◆ **What is required**
Reproduce the listing below exactly, minus its pictures.

___ Input records ___

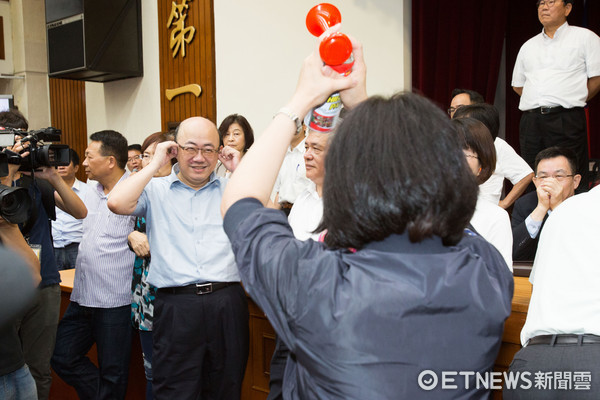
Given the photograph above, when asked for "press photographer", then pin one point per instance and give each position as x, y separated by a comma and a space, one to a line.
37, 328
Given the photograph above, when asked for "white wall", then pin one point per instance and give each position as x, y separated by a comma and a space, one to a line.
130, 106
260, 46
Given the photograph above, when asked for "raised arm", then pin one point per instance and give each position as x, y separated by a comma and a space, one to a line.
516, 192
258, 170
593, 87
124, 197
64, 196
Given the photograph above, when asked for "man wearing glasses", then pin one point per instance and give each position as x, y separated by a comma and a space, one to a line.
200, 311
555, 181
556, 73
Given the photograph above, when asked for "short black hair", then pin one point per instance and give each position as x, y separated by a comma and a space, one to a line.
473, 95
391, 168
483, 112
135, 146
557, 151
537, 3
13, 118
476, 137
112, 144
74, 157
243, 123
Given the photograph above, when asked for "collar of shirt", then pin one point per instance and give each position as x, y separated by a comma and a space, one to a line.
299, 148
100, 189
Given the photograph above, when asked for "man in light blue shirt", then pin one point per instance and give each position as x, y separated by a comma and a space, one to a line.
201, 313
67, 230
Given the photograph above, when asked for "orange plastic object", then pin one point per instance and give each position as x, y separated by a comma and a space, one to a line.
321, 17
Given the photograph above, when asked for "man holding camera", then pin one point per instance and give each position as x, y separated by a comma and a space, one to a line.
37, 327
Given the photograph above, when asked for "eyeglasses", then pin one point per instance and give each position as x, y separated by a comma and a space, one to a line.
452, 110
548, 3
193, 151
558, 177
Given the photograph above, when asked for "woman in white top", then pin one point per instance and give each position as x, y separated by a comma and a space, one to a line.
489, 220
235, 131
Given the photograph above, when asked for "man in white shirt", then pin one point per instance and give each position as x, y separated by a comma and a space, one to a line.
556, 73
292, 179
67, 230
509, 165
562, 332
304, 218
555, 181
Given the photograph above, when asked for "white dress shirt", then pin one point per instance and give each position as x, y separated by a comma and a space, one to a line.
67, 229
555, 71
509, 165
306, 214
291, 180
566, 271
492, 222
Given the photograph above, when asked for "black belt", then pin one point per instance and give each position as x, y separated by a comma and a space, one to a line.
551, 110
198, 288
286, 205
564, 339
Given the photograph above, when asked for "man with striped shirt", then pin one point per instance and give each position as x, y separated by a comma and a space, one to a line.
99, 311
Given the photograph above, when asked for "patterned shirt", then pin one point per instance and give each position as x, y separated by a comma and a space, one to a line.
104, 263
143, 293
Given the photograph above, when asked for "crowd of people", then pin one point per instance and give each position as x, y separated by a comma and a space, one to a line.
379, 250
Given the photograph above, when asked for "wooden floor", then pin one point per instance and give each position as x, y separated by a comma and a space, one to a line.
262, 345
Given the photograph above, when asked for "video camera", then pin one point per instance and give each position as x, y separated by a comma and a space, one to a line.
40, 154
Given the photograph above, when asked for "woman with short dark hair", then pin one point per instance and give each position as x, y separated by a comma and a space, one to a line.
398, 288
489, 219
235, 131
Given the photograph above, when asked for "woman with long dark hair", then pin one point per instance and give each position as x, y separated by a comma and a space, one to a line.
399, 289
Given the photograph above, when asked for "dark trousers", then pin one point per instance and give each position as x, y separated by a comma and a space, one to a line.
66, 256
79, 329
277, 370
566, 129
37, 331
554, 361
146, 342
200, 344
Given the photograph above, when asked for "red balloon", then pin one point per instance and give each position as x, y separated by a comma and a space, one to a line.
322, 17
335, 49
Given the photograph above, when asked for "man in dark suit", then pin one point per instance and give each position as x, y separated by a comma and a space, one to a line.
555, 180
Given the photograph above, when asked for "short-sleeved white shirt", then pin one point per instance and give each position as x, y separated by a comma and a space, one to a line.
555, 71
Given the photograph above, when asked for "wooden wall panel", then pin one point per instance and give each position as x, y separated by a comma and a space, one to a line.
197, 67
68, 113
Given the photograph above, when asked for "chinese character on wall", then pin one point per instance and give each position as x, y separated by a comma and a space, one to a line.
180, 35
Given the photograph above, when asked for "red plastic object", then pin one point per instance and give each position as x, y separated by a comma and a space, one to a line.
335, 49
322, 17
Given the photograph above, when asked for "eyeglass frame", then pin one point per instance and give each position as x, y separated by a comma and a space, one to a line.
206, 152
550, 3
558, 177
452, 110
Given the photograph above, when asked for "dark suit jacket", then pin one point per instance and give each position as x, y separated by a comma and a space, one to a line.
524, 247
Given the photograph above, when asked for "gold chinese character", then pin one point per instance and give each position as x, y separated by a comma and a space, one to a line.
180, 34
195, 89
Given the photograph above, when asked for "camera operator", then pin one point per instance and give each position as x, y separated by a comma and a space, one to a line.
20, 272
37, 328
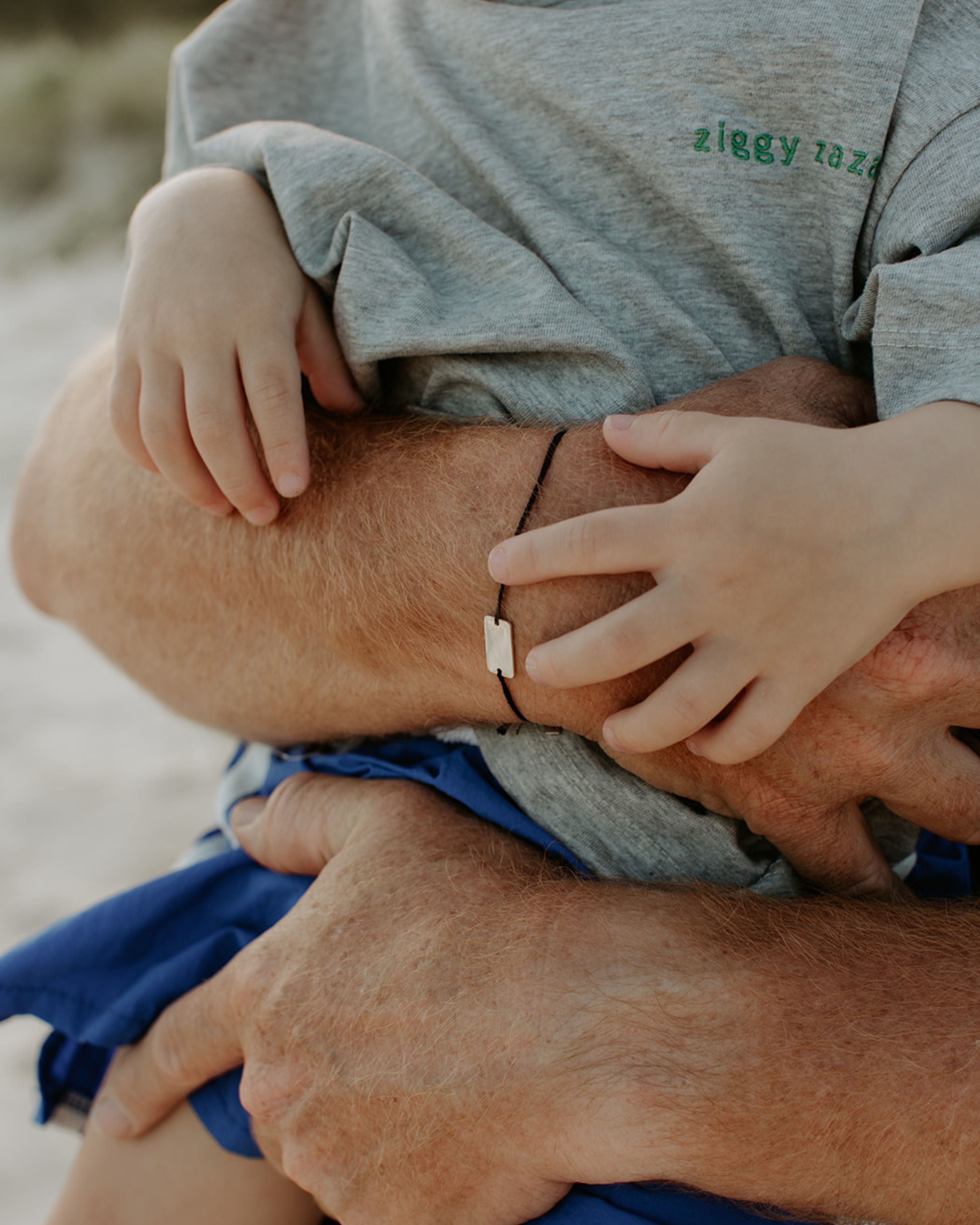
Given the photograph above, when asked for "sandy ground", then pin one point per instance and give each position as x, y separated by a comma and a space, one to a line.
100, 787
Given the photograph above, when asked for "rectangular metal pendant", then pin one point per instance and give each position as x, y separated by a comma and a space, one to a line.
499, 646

___

◆ **Output of the task**
Given the photograph above, when asked for "press photographer", then pin one point per instance and give each position as x, y separated by a comma and a space, one to a line.
37, 328
Given the photograph above, when asked for "white wall", then pin one point per instance and give each position as x, y separated by a comma and a space, one to a line.
130, 106
260, 46
Given the photograph above, when asked for "raised arm", then pin one point per instance and give each position as x, y separated by a comma and a space, one to a line.
516, 192
258, 170
593, 87
124, 197
64, 196
Given the photograph above, when asked for "man wearing glasses", then pin one point per instance and give each position as x, y separated by a comma and a space, one to a line.
200, 311
555, 181
556, 73
Given the photograph above, when asked for "short black hair", then pin one point per instance and give each position as x, y separated by a comma and a space, one to a line.
473, 95
391, 168
483, 112
135, 146
557, 151
537, 3
13, 118
476, 137
112, 144
74, 157
243, 123
Given the photograph above, when asked for "collar of shirt", then pin one point per instance and give each position as x, y separated by a comma and a space, one to a line.
299, 148
100, 189
Given the photograph above, when asked for "man in light blue shirt", then pin one point per instance and give each position as x, y separated by a comma and a space, one to a line.
201, 313
67, 230
Given the photograph above, when asked for "orange plastic object", then pin one point per instance and give each position as x, y separated by a comma and a space, one to a line.
321, 17
Given the photograph above, when asked for "man holding camera", then pin one point per instance and give each position as x, y separated by a comma and a space, one to a line.
37, 327
Given the photograph above, when asked for "eyeglasses", then pin one point per instance and give each position as x, y separated by a comma and a space, one to a line.
452, 110
548, 3
193, 151
558, 177
Given the photograph above, when asked for "woman in white top", then pin one point per instance and give each position as x, y separated by a comma and a space, one to a line.
489, 220
235, 131
Given the photograph above, when asked for "man in white shirt", then pin one point per instance and give each position as x, y separated by a comma and a space, one to a line.
556, 73
292, 179
67, 230
509, 165
562, 332
304, 218
555, 181
Given the photograph above, when asked for "white dress shirt", then pin one point per instance and give each position as x, y separated by a comma and a space, one to a line.
67, 229
555, 71
509, 165
306, 214
291, 180
566, 271
492, 222
Given the photograph above, when asked for "black belt", then pin one point per instance and give each position as x, y separated by a comma and a space, one to a line.
551, 110
198, 288
286, 205
564, 339
Given the photograph above, when asked for "man with striped shirt", then pin one point per instance and give each position as x, y separated by a comma and a space, one to a line.
99, 311
Given the photograph above, when asked for "patterned shirt", then pin one point per instance and give each position as x, y separated by a comma and a space, one to a line.
104, 263
143, 293
Given the photograph above, when asked for "crowd of people", then pin one point per instance and give each position as x, y separated by a comma and a space, one to a line.
379, 250
Given the photograph above, when asked for "wooden floor", then pin one point per instance and give each position as x, y separated by a comma and a space, one to a line.
262, 345
Given the photograph above, when asked for "video camera", then pin one point per instance and give each position as x, y separated by a comma and a space, one to a line.
40, 154
Given the photograph above, when asked for "woman with short dark hair", then pin one point per instance and give each position as x, y separated by a comma and a space, one to a line.
398, 288
489, 219
235, 131
Given the photograph above, when asked for "woman with long dark hair", then pin one point per instance and give each position as x, y separated by a comma and a space, one to a line.
399, 289
Given the photograph above, when asked for "dark trousers", then pin one point per instance and give each position as x, y separated by a comma and a space, one to a line.
66, 256
79, 329
277, 370
566, 129
37, 331
554, 361
146, 342
200, 344
Given the photograph above, when asked for "red balloon", then pin one point per instance and give each position as x, y separated by a comma and a space, one to a line.
322, 17
335, 49
Given the photograph above, when asked for "man in dark suit", then pin one point per instance and give each position as x, y separated by a comma and a space, one to a line.
555, 180
Given the photograph above, when asked for "short-sleeved white shirt", then pin one point per instance and give each position as x, y separated by a comma and a space, one to a line.
555, 71
Given the photograph above, when asked for "wooden wall panel", then pin one point per instance and give each position as x, y separated by a comma and a space, one to a line.
197, 67
68, 113
Given the photograph above, when asked for "chinese character on wall", then pin one point per instance and give each position as x, y separated by a comma and a space, one to a line.
180, 35
Given the photograph above, when asked for "red plastic object", then pin one point per instance and give each position as x, y separated by a comma and a space, one to a line.
335, 49
322, 17
Given the photograph above, when asked for "eyeglass frame", then pin one point per instance and give each position as x, y separated by a comma and a space, one to a line.
206, 152
550, 3
558, 177
452, 110
Given the photograph above, when asked for "dark suit jacket", then pin one point per instance and give each position as x, y separated by a comma and a space, one to a line.
524, 247
Given the photograph above, when asked for "gold chinese character", then pin one point per instance and give each position as x, y separated by a comma and a space, one to a line.
180, 34
195, 89
Given the photograph above, when asked for "camera operator", then pin one point per instance and give each position as x, y separated by a comma and a space, one to a line.
20, 272
37, 328
Given the photograph above, when asked for "sandy ground", then pin one point per instance and give each position as x, y separated by a comma and a space, one to a line.
100, 787
Given the photograph above, when asked for "rectangular metal pendant", then pin one point per instance and give each position as x, y separated by a comma and a space, one to a line.
499, 646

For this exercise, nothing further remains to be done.